--- Start of Document segment ---

This paper presents the most important methods used in computer graphics to produce realistic animations and simulations: finite element/difference/volume methods, mass-spring systems, meshfree methods, coupled particle systems and reduced deformable models based on modal analysis. Also, it discusses the benefits and drawbacks of each method, reports the improvement that made in other papers.


Time Integration

Time integration schemes are evaluated by two main criteria, their stability and their accuracy. In the field of physically based animation in Computer Graphics, stability is often much more important than accuracy.

Explicit(forward) Euler Integration

$$ \begin{align*} \mathbf{x}(t+\Delta t) &= \mathbf{x}(t) + \Delta t \mathbf{v}(t) \\ \mathbf{v}(t+\Delta t) &= \mathbf{v}(t) + \Delta t F(\mathbf{v}(t), \mathbf{x}(t), t) \end{align*} $$

Explicit methods are easy to implement but they are only conditionally stable, i.e. stable only if ∆t is smaller than a stability threshold. This problem can be solved by using implicit integration

Implicit(backward) Euler Integration

$$ \begin{align*} \mathbf{x}(t+\Delta t) &= \mathbf{x}(t) + \Delta t \mathbf{v}(t + \Delta t) \\ \mathbf{v}(t+\Delta t) &= \mathbf{v}(t) + \Delta t F(\mathbf{v}(t + \Delta t), \mathbf{x}(t + \Delta t), t) \end{align*} $$

This method is stable for large time steps $\Delta t$ but with the price of having to solve an algebraic system of equation at each time step.

Forward-Backward Euler Integration

$$ \begin{align*} \mathbf{v}(t+\Delta t) &= \mathbf{v}(t) + \Delta t F(\mathbf{v}(t), \mathbf{x}(t), t) \\ \mathbf{x}(t+\Delta t) &= \mathbf{x}(t) + \Delta t \mathbf{v}(t + \Delta t) \end{align*} $$

This method is still explicit but more stable than forward Euler integration, without any additional computational overhead.

--- End of Document segment ---
--- Start of Material supplied ---

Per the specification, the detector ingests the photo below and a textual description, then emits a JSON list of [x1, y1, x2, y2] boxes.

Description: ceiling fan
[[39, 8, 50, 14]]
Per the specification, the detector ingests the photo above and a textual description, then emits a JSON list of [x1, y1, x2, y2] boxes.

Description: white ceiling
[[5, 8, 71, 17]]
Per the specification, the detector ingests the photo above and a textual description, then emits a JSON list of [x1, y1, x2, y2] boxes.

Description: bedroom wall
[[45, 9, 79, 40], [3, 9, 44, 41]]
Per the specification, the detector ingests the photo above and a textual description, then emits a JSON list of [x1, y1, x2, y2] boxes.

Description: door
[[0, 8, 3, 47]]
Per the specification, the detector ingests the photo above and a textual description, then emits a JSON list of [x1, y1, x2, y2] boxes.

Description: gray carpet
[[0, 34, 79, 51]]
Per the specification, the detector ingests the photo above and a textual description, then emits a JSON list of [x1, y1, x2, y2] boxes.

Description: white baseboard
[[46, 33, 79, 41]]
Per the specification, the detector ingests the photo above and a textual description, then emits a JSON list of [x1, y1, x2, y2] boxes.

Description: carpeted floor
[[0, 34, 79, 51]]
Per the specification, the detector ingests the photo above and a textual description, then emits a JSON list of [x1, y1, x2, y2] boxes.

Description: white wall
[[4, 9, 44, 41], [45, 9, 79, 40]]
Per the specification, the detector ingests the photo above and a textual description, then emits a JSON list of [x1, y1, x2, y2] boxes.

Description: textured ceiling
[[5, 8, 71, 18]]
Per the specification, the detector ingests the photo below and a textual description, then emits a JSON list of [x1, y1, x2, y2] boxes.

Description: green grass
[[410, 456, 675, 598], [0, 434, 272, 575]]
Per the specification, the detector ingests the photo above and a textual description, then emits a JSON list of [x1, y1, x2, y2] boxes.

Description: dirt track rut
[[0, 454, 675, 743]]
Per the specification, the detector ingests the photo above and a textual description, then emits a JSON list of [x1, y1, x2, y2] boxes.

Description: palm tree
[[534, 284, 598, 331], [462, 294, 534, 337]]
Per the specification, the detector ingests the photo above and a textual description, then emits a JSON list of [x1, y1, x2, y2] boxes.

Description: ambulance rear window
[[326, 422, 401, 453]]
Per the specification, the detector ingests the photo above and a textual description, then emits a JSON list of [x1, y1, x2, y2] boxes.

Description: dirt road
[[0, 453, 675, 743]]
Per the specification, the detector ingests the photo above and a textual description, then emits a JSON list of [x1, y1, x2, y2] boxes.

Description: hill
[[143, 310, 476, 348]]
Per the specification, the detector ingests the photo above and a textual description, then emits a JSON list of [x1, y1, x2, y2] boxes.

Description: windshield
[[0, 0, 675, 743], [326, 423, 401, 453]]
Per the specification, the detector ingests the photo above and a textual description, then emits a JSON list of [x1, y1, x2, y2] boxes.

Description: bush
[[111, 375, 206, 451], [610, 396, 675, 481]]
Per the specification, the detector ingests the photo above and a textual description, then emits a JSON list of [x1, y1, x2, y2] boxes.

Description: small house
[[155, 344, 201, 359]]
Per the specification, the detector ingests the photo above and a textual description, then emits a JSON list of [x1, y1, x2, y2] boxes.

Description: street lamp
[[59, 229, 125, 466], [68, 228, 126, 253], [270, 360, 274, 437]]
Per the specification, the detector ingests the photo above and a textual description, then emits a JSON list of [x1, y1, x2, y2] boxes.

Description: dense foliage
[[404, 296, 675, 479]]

--- End of Material supplied ---

What is expected —
Go on with the paper on deformable-body methods in computer graphics, starting after its last sentence about forward-backward Euler integration.

Exercise answer —
Lagrangian Mesh Based Methods

Finite Element Method

The PDE governing dynamic elastic materials is given by

$$ \begin{equation}\label{fem} \rho \ddot{\mathbf{x}} = \nabla \cdot \boldsymbol{\sigma} + \mathbf{f} \end{equation} $$

The function $\tilde{\mathbf{x}}(\mathbf{m}, t)$ is approximated using the nodal values by

$$ \tilde{\mathbf{x}}(\mathbf{m}, t) = \sum_i \mathbf{x}_i(t) \mathbf{b}_i(\mathbf{m}) $$

The deformation energy of the element is then given by

$$ E = \int_V \boldsymbol{\epsilon}(\mathbf{m}) \cdot \boldsymbol{\sigma}(\mathbf{m}) d \mathbf{m} $$

The forces can then be computed as the derivatives of the energy with respect to the nodal positions

$$ \begin{equation}\label{nodal} \mathbf{f}_e = \mathbf{K}_e \mathbf{u}_e \end{equation} $$

If a linear strain measure is used and Hooke’s law for isotropic materials is substituted into $\eqref{fem}$, Lame’s linear PDE results:

$$ \rho \ddot{\mathbf{x}} = \mu \Delta \mathbf{u} + (\lambda +\mu) \nabla (\nabla \cdot \mathbf{u}) $$

Where the material constants $\lambda$ and $\mu$ can be computed directly from Young’s modulus and Poisson’s ratio.

Unfortunately, linearized elastic forces are only valid for small deformations. Large rotational deformations yield highly inaccurate restoring forces. Therefore, we replace the $\eqref{nodal}$ by

$$ \mathbf{f} = \mathbf{RK}(\mathbf{R}^T \mathbf{x} - \mathbf{x}_0) $$

Finite Differences Method

The method of Finite Differences is easier to implement than the general Finite Element Method. However, it is difficult to approximate the boundary of an arbitrary object with a regular mesh. Also, local adaptations are only possible with irregular meshes.

Finite Volume Method

In the explicit Finite Element Method, the forces acting on the nodes of an element are computed as the derivatives of the deformation energy with respect to the nodal positions.

We compute the nodal force directly from the stress tensor $\boldsymbol{\sigma}$

$$ \mathbf{f}_A = \int_A \boldsymbol{\sigma} d \mathbf{A} $$

When linear basis functions are used, the stress tensor is constant within an element. Then, for planar element faces, the surface integral reduces to the simple product

$$ \mathbf{f}_A = A \boldsymbol{\sigma} \mathbf{n} $$

Boundary Element Method

Roughly speaking, the integral form of the equation of motion is transformed into a surface integral by applying the Green-Gauss theorem. The method achieves substantial speedup because the three dimensional problem is reduced to two dimensions. However, the approach only works for objects whose interior is composed of a homogenous material. Also, topological changes (e.g. fractures) are more difficult to handle than in the explicit FEM approach where only local changes to the stiffness matrix or the connectivity of the elements need to be done.

Mass-Spring Systems

Instead of beginning with a PDE then discretizing in space, we begin directly with a discrete model.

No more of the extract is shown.